Aim of the exercise ▸ Put the following data into a numbered list, omitting any blank lines.

Data excerpts ▸
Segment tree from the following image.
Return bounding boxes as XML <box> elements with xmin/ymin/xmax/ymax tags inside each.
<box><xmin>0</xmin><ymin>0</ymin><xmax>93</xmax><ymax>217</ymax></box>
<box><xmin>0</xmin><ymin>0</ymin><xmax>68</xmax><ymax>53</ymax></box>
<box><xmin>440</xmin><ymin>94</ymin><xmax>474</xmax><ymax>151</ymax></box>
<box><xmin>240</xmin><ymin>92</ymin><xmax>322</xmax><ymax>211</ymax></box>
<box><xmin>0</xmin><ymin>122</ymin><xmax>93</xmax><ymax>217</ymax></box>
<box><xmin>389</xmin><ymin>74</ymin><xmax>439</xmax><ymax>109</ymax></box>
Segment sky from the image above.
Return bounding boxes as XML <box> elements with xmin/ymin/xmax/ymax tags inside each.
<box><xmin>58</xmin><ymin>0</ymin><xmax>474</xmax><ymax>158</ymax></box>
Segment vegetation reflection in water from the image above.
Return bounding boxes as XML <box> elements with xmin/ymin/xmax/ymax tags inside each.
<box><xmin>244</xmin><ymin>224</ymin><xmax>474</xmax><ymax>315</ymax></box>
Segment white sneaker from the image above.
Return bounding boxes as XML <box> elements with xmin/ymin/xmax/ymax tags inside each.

Problem solution ▸
1. Segment tree from the following image.
2. Return bounding boxes as XML <box> elements with xmin/ymin/xmax/ymax tags inside each.
3. <box><xmin>0</xmin><ymin>0</ymin><xmax>93</xmax><ymax>217</ymax></box>
4. <box><xmin>0</xmin><ymin>0</ymin><xmax>68</xmax><ymax>53</ymax></box>
5. <box><xmin>440</xmin><ymin>94</ymin><xmax>474</xmax><ymax>151</ymax></box>
6. <box><xmin>240</xmin><ymin>92</ymin><xmax>322</xmax><ymax>211</ymax></box>
7. <box><xmin>0</xmin><ymin>122</ymin><xmax>93</xmax><ymax>217</ymax></box>
8. <box><xmin>389</xmin><ymin>74</ymin><xmax>439</xmax><ymax>109</ymax></box>
9. Segment sky from the image above.
10. Return bounding boxes as XML <box> elements with xmin/ymin/xmax/ymax tags inside each.
11. <box><xmin>58</xmin><ymin>0</ymin><xmax>474</xmax><ymax>158</ymax></box>
12. Segment vegetation reflection in water from the image above.
13. Return bounding boxes as XML <box> elements with xmin/ymin/xmax/ymax tags inside each.
14. <box><xmin>244</xmin><ymin>224</ymin><xmax>474</xmax><ymax>315</ymax></box>
15. Segment white sneaker from the image above.
16. Return bounding boxes as XML <box> elements with xmin/ymin/xmax/ymax tags inside each.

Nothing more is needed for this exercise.